### [Short problem]
How many lines in the records below contain the string "armored", matching case exactly? Reply with the number alone.
>> Begin
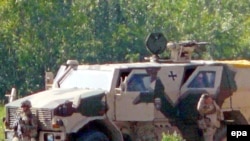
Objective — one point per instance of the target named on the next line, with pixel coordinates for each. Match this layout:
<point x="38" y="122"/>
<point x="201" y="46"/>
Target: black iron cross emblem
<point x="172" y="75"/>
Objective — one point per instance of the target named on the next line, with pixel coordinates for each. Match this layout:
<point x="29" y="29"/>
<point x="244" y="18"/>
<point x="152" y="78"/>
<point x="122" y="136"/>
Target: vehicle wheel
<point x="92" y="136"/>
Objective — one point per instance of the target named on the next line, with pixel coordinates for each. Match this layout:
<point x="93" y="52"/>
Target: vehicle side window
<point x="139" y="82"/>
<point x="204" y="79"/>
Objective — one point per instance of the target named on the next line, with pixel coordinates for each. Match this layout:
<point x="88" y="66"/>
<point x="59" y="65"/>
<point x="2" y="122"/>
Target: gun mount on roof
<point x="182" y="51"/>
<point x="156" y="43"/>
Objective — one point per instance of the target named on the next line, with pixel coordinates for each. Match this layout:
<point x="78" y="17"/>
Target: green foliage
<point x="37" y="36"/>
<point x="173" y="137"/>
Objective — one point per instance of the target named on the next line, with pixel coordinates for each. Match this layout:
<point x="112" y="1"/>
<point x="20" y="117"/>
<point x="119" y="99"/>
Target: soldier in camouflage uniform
>> End
>> Begin
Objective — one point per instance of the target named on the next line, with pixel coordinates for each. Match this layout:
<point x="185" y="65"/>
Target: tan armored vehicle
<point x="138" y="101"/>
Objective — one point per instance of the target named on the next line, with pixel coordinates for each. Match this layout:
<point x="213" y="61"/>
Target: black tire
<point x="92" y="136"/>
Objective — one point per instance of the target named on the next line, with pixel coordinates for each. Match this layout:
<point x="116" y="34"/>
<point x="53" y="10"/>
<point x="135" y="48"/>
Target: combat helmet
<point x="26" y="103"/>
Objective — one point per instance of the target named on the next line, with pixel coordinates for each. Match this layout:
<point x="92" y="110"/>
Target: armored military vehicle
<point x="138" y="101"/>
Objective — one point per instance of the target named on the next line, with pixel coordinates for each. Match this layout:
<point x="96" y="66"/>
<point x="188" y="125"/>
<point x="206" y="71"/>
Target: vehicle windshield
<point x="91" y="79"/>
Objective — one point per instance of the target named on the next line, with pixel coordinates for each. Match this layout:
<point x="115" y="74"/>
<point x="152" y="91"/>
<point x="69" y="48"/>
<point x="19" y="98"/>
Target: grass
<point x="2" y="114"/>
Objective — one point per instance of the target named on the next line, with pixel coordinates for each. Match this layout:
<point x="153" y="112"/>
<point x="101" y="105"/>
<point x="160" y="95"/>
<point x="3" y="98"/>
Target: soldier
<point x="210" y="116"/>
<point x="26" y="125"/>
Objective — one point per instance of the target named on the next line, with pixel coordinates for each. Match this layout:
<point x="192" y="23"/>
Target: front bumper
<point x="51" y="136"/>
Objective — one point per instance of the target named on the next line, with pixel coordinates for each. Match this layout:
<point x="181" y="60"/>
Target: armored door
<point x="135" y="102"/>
>> End
### [Solution below]
3